▶ _WHAT TO PRODUCE_
Please render every line of the entries below as a JSON list of strings, one string per line, with blank lines omitted.
───── DATA PROVIDED
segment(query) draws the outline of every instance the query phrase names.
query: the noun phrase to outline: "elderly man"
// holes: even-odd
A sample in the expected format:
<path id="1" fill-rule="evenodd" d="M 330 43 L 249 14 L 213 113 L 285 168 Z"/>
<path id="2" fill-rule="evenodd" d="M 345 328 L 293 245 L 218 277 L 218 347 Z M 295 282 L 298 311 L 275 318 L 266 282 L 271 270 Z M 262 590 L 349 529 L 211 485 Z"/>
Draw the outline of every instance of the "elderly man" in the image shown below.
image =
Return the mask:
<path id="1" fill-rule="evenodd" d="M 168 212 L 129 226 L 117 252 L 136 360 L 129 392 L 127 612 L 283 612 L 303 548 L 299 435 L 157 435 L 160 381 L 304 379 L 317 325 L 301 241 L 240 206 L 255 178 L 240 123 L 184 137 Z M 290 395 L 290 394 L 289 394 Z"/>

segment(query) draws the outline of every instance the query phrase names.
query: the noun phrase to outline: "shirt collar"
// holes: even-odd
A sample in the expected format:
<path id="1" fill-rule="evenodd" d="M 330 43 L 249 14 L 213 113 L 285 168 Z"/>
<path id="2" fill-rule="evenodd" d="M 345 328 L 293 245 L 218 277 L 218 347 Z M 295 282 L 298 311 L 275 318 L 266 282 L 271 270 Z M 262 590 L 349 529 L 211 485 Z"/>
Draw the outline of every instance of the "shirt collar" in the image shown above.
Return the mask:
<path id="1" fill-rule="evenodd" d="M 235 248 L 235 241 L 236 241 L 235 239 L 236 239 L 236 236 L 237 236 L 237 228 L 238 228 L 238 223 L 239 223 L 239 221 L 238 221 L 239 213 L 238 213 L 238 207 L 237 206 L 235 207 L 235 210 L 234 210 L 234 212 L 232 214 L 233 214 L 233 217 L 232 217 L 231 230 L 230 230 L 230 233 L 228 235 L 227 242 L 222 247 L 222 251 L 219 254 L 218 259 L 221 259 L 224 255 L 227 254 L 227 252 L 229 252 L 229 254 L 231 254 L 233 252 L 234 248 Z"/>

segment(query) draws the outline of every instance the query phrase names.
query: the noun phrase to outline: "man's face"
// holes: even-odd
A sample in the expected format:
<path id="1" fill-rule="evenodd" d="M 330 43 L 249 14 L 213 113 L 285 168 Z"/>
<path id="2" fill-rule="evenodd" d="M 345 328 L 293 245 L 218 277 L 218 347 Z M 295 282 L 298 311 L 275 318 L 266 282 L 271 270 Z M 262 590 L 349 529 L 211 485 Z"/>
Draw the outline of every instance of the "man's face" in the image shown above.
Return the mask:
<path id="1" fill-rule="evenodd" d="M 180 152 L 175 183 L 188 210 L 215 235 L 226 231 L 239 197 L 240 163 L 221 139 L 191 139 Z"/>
──────────
▶ _ANSWER TO THE TASK_
[
  "segment(query) draws the outline of every instance the query phrase names.",
  "query: the noun phrase to outline: \"elderly man\"",
  "// holes: even-odd",
  "A sample in the expected format:",
  "<path id=\"1\" fill-rule=\"evenodd\" d=\"M 330 43 L 249 14 L 213 113 L 285 168 Z\"/>",
  "<path id=\"2\" fill-rule=\"evenodd\" d=\"M 345 328 L 293 245 L 218 277 L 218 347 Z M 295 282 L 298 311 L 275 318 L 266 282 L 271 270 Z M 262 590 L 349 529 L 211 485 Z\"/>",
  "Draw the outline of every instance of the \"elderly man\" in the image shown below.",
  "image =",
  "Return the mask:",
  "<path id=\"1\" fill-rule=\"evenodd\" d=\"M 168 212 L 129 226 L 117 252 L 136 360 L 129 392 L 127 612 L 283 612 L 303 548 L 299 435 L 157 435 L 160 381 L 304 379 L 317 325 L 301 241 L 240 206 L 255 178 L 240 123 L 184 137 Z M 290 395 L 290 394 L 289 394 Z\"/>",
  "segment(query) draws the outline of every instance the query phrase names.",
  "query: the noun phrase to outline: \"shirt collar\"",
  "// holes: even-odd",
  "A sample in the expected format:",
  "<path id=\"1\" fill-rule=\"evenodd\" d=\"M 330 43 L 249 14 L 213 113 L 285 168 Z\"/>",
  "<path id=\"2\" fill-rule=\"evenodd\" d=\"M 345 328 L 293 245 L 218 277 L 218 347 Z M 295 282 L 298 311 L 275 318 L 266 282 L 271 270 Z M 262 590 L 349 529 L 211 485 Z\"/>",
  "Draw the outline of every instance of the \"shirt collar\" in the image shown above.",
  "Return the mask:",
  "<path id=\"1\" fill-rule=\"evenodd\" d=\"M 235 248 L 235 241 L 236 241 L 235 239 L 236 239 L 236 236 L 237 236 L 237 228 L 238 228 L 238 223 L 239 223 L 239 221 L 238 221 L 239 213 L 238 213 L 238 207 L 237 206 L 235 207 L 235 210 L 234 210 L 234 212 L 232 214 L 233 214 L 233 217 L 232 217 L 231 230 L 230 230 L 230 233 L 228 235 L 227 242 L 222 247 L 222 251 L 219 254 L 218 259 L 221 259 L 224 255 L 227 254 L 227 252 L 229 252 L 229 254 L 231 254 L 233 252 L 234 248 Z\"/>",
  "segment(query) draws the outline of every instance the query phrase names.",
  "query: the noun phrase to outline: \"man's face\"",
  "// holes: even-odd",
  "A sample in the expected format:",
  "<path id=\"1\" fill-rule=\"evenodd\" d=\"M 330 43 L 249 14 L 213 113 L 285 168 Z\"/>",
  "<path id=\"2\" fill-rule=\"evenodd\" d=\"M 345 328 L 293 245 L 218 277 L 218 347 Z M 295 282 L 298 311 L 275 318 L 266 282 L 271 270 Z M 262 590 L 349 529 L 211 485 Z\"/>",
  "Draw the outline of every instance of the \"man's face\" in the image shown above.",
  "Return the mask:",
  "<path id=\"1\" fill-rule=\"evenodd\" d=\"M 180 152 L 175 183 L 188 210 L 215 235 L 226 231 L 239 197 L 240 163 L 221 139 L 191 139 Z\"/>"
]